Task requirements >>
Output all of the records exactly, word for word.

****************

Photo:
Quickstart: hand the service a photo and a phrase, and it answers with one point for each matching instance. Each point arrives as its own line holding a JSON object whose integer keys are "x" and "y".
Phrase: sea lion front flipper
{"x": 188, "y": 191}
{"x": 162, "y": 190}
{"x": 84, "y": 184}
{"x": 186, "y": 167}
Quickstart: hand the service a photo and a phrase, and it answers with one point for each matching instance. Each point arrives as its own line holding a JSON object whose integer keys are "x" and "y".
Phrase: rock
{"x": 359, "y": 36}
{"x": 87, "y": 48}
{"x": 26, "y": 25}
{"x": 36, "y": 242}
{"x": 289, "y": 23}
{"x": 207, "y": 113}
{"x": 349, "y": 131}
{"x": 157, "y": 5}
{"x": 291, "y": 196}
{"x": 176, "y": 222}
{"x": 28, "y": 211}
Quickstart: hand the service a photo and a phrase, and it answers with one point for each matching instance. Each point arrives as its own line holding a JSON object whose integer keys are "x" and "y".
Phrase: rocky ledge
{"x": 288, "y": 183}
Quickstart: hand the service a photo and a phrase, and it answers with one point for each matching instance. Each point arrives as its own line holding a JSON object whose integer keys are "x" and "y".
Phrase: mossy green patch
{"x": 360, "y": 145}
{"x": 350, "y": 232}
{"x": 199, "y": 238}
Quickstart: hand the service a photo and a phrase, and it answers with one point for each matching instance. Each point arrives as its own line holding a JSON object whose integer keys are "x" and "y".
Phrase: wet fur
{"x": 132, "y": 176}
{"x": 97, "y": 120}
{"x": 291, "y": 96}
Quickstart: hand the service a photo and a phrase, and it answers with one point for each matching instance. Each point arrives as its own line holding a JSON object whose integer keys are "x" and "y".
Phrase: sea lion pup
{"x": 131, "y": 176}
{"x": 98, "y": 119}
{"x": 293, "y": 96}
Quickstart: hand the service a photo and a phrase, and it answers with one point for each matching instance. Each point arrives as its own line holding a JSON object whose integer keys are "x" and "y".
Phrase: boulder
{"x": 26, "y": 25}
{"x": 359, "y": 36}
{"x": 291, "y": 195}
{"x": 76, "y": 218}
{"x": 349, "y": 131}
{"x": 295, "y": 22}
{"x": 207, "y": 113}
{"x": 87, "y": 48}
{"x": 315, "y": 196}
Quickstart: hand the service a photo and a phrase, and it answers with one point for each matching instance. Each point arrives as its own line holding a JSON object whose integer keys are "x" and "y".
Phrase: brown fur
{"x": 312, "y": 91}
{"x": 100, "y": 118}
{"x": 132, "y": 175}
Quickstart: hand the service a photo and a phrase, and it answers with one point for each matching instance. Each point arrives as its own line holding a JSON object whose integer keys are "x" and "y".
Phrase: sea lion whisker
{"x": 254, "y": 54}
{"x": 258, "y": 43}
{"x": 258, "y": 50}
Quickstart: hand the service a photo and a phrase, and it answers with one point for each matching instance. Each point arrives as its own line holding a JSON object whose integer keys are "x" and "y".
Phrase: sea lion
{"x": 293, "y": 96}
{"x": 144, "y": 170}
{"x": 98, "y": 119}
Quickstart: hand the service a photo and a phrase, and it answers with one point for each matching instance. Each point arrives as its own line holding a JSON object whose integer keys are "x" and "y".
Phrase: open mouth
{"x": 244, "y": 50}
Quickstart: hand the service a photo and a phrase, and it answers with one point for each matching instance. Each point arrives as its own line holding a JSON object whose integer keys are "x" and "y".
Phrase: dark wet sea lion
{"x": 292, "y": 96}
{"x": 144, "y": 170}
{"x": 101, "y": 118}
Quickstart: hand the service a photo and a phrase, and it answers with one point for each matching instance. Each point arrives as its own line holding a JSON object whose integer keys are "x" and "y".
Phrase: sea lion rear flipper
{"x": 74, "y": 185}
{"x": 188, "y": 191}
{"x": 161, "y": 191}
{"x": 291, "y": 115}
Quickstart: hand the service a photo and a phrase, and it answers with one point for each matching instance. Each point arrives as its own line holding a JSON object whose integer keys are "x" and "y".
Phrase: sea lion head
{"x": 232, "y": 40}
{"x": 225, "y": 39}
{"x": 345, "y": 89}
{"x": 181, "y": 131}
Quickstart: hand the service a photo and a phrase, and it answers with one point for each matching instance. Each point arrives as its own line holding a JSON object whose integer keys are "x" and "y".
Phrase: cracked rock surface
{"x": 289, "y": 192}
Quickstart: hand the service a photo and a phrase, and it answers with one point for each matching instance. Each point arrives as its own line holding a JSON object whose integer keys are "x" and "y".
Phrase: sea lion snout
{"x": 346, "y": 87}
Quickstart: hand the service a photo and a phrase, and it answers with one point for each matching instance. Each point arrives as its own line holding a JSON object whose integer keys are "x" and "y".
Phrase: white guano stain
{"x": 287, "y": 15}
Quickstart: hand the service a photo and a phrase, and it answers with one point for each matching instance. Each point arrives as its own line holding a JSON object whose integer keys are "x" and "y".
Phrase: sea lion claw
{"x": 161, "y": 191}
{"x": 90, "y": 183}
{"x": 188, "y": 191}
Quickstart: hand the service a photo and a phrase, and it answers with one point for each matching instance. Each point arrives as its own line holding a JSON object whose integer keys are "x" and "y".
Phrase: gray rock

****************

Result of this exercise >>
Photo:
Quickstart: hand the service a photo and a phrase, and it answers with one point for each matching instance. Each point arrives as its own line holding a JSON object whose integer keys are "x" and "y".
Phrase: sea lion front flipper
{"x": 188, "y": 191}
{"x": 162, "y": 190}
{"x": 84, "y": 184}
{"x": 186, "y": 167}
Quickstart: hand the service a photo and a phrase, and it answers with one point for each matching instance. Each point arrives as its own line holding a JSON object whose integer keys are "x" and "y".
Phrase: rock
{"x": 359, "y": 36}
{"x": 87, "y": 48}
{"x": 26, "y": 25}
{"x": 36, "y": 242}
{"x": 289, "y": 23}
{"x": 207, "y": 113}
{"x": 349, "y": 131}
{"x": 157, "y": 5}
{"x": 291, "y": 196}
{"x": 176, "y": 222}
{"x": 28, "y": 211}
Quickstart: hand the service a photo and a phrase, and it answers with one point for each matching instance. Each point arrives as its own line holding a JSON object whose integer keys are "x" and "y".
Phrase: rocky ledge
{"x": 288, "y": 183}
Quickstart: hand the service a photo and a phrase, and it answers with one point for each matching instance. Each point arrives as its own line holding a JSON object whose integer keys are "x" and "y".
Phrase: mossy green patch
{"x": 360, "y": 145}
{"x": 350, "y": 232}
{"x": 199, "y": 238}
Quickstart: hand the service a photo and a phrase, and it answers with one point for each matching instance. Each point arrives as its own line holding a JSON object whose integer keys are "x" and "y".
Phrase: wet fur
{"x": 132, "y": 176}
{"x": 97, "y": 120}
{"x": 291, "y": 96}
Quickstart: hand the service a photo and a phrase, and it answers with one point for each matching instance. Each point arrives as its own line holding a JSON object whose integer keys are "x" and "y".
Phrase: sea lion pup
{"x": 131, "y": 176}
{"x": 98, "y": 119}
{"x": 293, "y": 96}
Quickstart: hand the service a photo and a phrase, and it answers with one point for each matching instance. Each point arrives as its own line holding a JSON object whose integer keys are "x" and "y".
Phrase: boulder
{"x": 26, "y": 25}
{"x": 359, "y": 36}
{"x": 291, "y": 195}
{"x": 76, "y": 218}
{"x": 349, "y": 131}
{"x": 295, "y": 22}
{"x": 207, "y": 113}
{"x": 87, "y": 48}
{"x": 315, "y": 196}
Quickstart: hand the service a photo and a phrase, and it answers with one point for each matching instance. Each point arrives as its own line holding a JSON object whose integer keys are "x" and "y".
Phrase: brown fur
{"x": 312, "y": 91}
{"x": 100, "y": 118}
{"x": 132, "y": 175}
Quickstart: hand the service a photo and a phrase, and it answers with one point for each matching instance. Each point arrives as its own line holding a JSON object whose integer keys are "x" and "y".
Phrase: sea lion whisker
{"x": 254, "y": 54}
{"x": 258, "y": 43}
{"x": 258, "y": 50}
Quickstart: hand the service a photo and a phrase, and it answers with one point for each matching instance. Each point arrives as its own line holding a JSON object whose integer keys are "x" and "y".
Phrase: sea lion
{"x": 293, "y": 96}
{"x": 144, "y": 170}
{"x": 98, "y": 119}
Quickstart: hand the service a photo and a phrase, and it answers with one point for each matching instance. Each point arrives as its own line holding a JSON object whose integer keys are "x" and "y".
Phrase: open mouth
{"x": 244, "y": 50}
Quickstart: hand the service a photo and a phrase, and it answers with one point for each matching instance. Each point arrives as its own line holding a JSON object whose integer keys are "x" and "y".
Phrase: dark wet sea lion
{"x": 292, "y": 96}
{"x": 144, "y": 170}
{"x": 101, "y": 118}
Quickstart: hand the service a photo and a phrase, and it answers with one point for each matching instance. Each point arrives as its own line holding a JSON object whose integer keys are "x" and "y".
Phrase: sea lion rear flipper
{"x": 74, "y": 185}
{"x": 188, "y": 191}
{"x": 161, "y": 191}
{"x": 291, "y": 115}
Quickstart: hand the service a photo and a phrase, and it answers with one point for each matching instance. Each point arrives as its own line holding a JSON object whose integer keys are "x" and "y".
Phrase: sea lion head
{"x": 232, "y": 40}
{"x": 225, "y": 39}
{"x": 345, "y": 89}
{"x": 181, "y": 131}
Quickstart: hand the service a photo and a phrase, and it answers with one point for each matching instance. Each point arrives as its own line holding a JSON object whose integer keys are "x" and "y".
Phrase: cracked rock surface
{"x": 289, "y": 192}
Quickstart: hand the service a photo and a phrase, and it answers with one point for each matching instance. Each point arrives as its own line holding a JSON object whose integer keys are "x" and "y".
Phrase: sea lion snout
{"x": 346, "y": 87}
Quickstart: hand the service a photo and a phrase, and it answers with one point for each matching instance. Each point arrives as its own line holding a JSON object whose integer keys are "x" and "y".
Phrase: white guano stain
{"x": 287, "y": 15}
Quickstart: hand the service a photo and a phrase, and it answers with one point for each matching instance. Each point arrives as its own line holding a JSON object whose integer keys are "x" and "y".
Phrase: sea lion claw
{"x": 161, "y": 191}
{"x": 90, "y": 183}
{"x": 188, "y": 191}
Quickstart: hand the service a photo and a phrase, and it answers with one point for each matching instance. Each point arrives as its own line holding a JSON object whose integer keys are "x" and "y".
Phrase: gray rock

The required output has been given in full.